Raw records
_ _ _ _ _ _ _

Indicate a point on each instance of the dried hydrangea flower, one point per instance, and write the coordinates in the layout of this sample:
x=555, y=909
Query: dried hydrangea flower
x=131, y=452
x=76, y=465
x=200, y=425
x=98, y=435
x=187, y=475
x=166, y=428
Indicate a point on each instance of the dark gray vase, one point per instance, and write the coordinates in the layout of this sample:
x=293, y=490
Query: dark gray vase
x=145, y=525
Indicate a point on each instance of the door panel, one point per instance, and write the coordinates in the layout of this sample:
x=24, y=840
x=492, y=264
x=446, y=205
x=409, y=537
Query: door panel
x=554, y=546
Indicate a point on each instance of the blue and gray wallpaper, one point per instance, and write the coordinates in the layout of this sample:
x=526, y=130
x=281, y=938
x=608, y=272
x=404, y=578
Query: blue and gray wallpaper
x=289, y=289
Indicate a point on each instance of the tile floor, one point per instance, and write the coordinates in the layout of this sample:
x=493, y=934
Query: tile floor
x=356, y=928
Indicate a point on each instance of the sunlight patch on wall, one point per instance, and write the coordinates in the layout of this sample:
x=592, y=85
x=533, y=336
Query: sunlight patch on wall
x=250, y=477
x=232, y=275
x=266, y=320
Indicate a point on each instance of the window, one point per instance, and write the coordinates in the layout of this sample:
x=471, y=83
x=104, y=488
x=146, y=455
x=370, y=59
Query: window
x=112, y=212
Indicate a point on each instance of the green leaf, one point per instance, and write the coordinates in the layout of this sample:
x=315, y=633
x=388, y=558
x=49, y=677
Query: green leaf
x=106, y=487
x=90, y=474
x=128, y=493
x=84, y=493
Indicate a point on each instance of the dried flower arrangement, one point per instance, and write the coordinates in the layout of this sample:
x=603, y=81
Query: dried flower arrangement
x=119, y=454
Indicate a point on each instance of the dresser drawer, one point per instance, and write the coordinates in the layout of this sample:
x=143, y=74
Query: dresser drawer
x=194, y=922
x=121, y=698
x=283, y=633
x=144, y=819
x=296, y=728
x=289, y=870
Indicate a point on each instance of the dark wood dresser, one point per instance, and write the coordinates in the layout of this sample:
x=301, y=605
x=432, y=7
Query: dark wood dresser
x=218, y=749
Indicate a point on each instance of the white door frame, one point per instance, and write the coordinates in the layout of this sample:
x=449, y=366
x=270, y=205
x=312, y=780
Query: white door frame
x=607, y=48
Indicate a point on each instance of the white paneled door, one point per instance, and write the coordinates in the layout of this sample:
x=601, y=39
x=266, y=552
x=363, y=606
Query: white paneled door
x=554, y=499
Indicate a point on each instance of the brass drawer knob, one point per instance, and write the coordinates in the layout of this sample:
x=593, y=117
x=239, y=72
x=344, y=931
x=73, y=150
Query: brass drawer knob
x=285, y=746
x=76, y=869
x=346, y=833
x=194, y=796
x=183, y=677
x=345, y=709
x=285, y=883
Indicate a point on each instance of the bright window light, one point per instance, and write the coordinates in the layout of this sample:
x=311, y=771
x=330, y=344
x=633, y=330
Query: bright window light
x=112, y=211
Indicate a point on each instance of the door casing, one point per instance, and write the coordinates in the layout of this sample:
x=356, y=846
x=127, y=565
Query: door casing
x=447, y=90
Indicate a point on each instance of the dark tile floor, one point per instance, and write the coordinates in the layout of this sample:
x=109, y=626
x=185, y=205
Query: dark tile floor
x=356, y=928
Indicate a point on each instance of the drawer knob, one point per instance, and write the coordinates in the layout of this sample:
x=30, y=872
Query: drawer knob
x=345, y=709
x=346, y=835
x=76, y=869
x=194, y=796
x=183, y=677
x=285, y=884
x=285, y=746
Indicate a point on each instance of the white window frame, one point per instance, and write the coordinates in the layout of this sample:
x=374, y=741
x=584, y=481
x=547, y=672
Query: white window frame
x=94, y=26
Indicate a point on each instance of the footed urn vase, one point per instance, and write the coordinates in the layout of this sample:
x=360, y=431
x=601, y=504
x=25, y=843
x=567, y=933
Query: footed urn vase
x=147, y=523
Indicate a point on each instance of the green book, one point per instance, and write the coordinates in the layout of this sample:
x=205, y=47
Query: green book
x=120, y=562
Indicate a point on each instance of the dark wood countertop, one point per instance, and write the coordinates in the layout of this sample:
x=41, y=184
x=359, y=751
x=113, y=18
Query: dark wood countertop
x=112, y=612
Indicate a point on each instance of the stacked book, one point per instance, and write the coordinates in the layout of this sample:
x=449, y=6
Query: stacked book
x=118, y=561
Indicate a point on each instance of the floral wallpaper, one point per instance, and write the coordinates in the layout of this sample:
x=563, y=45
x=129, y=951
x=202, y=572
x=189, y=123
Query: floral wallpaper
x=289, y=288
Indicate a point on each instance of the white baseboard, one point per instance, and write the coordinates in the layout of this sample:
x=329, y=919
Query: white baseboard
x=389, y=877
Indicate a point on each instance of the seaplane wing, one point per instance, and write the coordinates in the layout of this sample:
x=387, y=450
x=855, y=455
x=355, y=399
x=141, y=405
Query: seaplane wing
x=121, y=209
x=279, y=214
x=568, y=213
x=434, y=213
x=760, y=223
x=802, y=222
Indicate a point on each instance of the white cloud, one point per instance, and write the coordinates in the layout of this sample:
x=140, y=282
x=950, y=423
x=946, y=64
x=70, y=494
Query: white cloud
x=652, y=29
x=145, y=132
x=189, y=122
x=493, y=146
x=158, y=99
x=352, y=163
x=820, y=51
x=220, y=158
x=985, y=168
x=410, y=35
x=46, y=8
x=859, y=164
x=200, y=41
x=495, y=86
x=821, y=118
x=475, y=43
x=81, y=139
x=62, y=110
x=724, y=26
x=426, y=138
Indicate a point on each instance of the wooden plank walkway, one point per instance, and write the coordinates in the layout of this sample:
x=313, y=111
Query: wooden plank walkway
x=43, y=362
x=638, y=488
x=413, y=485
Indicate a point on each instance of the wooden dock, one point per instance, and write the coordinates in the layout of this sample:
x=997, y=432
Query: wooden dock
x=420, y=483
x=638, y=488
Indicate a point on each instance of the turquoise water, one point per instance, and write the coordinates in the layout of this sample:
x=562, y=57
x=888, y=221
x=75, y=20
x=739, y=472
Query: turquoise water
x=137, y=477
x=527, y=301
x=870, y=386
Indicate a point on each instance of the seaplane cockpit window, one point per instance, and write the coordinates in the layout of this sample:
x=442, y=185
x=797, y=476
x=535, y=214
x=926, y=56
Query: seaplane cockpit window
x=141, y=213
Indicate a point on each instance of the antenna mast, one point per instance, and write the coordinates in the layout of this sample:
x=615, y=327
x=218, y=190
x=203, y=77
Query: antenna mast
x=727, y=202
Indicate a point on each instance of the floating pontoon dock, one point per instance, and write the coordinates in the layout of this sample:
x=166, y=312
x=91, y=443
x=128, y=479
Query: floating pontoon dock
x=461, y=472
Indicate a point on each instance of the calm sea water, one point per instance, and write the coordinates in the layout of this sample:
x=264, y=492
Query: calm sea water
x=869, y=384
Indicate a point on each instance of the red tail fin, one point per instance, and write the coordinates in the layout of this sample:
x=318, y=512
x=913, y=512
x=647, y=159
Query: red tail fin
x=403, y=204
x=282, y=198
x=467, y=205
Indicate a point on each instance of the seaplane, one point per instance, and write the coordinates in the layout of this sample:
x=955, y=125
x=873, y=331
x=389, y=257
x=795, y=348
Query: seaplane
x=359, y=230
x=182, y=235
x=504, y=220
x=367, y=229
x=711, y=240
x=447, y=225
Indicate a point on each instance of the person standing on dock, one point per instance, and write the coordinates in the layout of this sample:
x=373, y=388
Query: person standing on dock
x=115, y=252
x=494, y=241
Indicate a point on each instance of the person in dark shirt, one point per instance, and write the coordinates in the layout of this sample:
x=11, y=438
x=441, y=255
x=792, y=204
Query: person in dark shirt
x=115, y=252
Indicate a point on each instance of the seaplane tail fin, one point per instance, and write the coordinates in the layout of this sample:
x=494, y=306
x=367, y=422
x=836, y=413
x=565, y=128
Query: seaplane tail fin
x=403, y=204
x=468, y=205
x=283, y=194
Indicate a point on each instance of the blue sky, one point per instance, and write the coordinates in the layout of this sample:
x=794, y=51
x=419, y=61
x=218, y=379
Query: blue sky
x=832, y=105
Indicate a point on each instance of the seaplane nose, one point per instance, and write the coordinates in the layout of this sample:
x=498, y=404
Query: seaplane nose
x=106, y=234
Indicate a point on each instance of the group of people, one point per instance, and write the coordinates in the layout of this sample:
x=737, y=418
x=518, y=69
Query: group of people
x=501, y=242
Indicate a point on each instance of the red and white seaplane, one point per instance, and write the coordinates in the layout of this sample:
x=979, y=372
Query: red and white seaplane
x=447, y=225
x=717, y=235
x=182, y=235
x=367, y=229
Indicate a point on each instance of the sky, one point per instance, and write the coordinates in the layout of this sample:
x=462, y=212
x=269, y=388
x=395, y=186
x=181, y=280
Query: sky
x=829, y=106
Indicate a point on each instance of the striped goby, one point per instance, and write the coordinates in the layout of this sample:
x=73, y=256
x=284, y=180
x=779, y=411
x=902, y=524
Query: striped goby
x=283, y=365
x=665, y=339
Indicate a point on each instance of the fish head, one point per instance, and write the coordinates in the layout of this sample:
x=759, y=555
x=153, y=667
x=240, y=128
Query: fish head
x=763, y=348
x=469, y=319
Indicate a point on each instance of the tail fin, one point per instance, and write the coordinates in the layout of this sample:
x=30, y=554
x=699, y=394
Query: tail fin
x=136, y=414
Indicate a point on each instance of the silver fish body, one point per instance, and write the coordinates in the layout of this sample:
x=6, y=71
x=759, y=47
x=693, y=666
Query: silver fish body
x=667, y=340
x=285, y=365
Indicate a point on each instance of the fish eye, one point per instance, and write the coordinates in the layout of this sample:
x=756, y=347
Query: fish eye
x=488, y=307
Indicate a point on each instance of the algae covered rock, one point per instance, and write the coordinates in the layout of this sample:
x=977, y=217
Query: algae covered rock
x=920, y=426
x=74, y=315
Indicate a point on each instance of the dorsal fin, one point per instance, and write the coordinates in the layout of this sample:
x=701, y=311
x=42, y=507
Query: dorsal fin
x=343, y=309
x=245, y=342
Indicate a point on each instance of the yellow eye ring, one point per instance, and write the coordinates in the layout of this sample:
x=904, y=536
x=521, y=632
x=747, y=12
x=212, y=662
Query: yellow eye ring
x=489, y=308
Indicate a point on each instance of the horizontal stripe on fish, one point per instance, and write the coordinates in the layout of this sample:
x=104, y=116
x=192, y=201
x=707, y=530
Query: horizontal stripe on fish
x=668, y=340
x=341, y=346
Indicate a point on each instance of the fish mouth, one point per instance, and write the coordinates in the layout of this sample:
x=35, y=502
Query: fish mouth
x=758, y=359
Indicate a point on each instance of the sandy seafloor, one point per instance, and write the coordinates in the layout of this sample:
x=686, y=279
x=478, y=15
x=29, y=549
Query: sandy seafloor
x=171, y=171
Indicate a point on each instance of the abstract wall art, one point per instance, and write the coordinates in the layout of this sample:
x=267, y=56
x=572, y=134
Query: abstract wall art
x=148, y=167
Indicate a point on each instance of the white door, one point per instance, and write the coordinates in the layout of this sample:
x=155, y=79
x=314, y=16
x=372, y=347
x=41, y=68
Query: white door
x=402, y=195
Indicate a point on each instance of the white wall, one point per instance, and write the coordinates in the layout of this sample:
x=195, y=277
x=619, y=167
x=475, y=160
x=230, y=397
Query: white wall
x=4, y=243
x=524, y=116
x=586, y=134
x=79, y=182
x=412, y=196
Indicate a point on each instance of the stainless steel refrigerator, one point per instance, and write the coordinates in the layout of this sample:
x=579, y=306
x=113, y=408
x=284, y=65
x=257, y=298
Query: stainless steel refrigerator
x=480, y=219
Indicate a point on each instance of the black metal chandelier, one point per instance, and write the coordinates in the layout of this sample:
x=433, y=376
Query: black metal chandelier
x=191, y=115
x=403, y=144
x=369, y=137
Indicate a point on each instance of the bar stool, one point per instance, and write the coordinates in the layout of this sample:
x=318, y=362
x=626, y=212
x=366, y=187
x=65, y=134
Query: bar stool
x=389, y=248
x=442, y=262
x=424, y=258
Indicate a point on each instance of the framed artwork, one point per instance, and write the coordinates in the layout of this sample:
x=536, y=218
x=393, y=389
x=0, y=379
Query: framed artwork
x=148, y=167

_ _ _ _ _ _ _

= THE TASK =
Rewrite every line of the items above, requests included, starting at the beginning of the items and ending at the line that contains "x=266, y=320", with both ends included. Multiply each answer coordinate by 0.9 and round it to a whole number, rounding halves up, but leave the requests and their sample coordinates unchanged.

= WRITTEN RESPONSE =
Indicate a point on each instance of the dried hydrangea flower, one point per instance, and write the coordinates in the layout of this sample:
x=555, y=909
Query: dried hydrangea flower
x=118, y=407
x=68, y=419
x=180, y=383
x=88, y=392
x=168, y=428
x=149, y=385
Indicate a point on each instance of the dark gray vase, one point per instance, and write the coordinates in the layout of this sample:
x=293, y=490
Query: dark gray vase
x=131, y=473
Indicate a point on each instance of the door panel, one point per instance, and write the coordinates in the layout of this sample:
x=24, y=840
x=492, y=264
x=446, y=205
x=409, y=537
Query: door panel
x=499, y=491
Indicate a point on each instance of the blue and gray wallpaper, one point per instance, and write the coordinates in the layout of this sample:
x=526, y=130
x=281, y=938
x=608, y=272
x=404, y=578
Query: blue and gray wallpaper
x=260, y=260
Indicate a point on each instance of the tile floor, one point per instance, and write the coordinates in the layout of this sample:
x=493, y=934
Query: tile floor
x=320, y=835
Indicate a point on each instance of the sunlight patch on wall, one point per instance, and write the coordinates in the layout of this sample:
x=592, y=85
x=533, y=336
Query: sunlight patch on wall
x=225, y=429
x=209, y=248
x=239, y=288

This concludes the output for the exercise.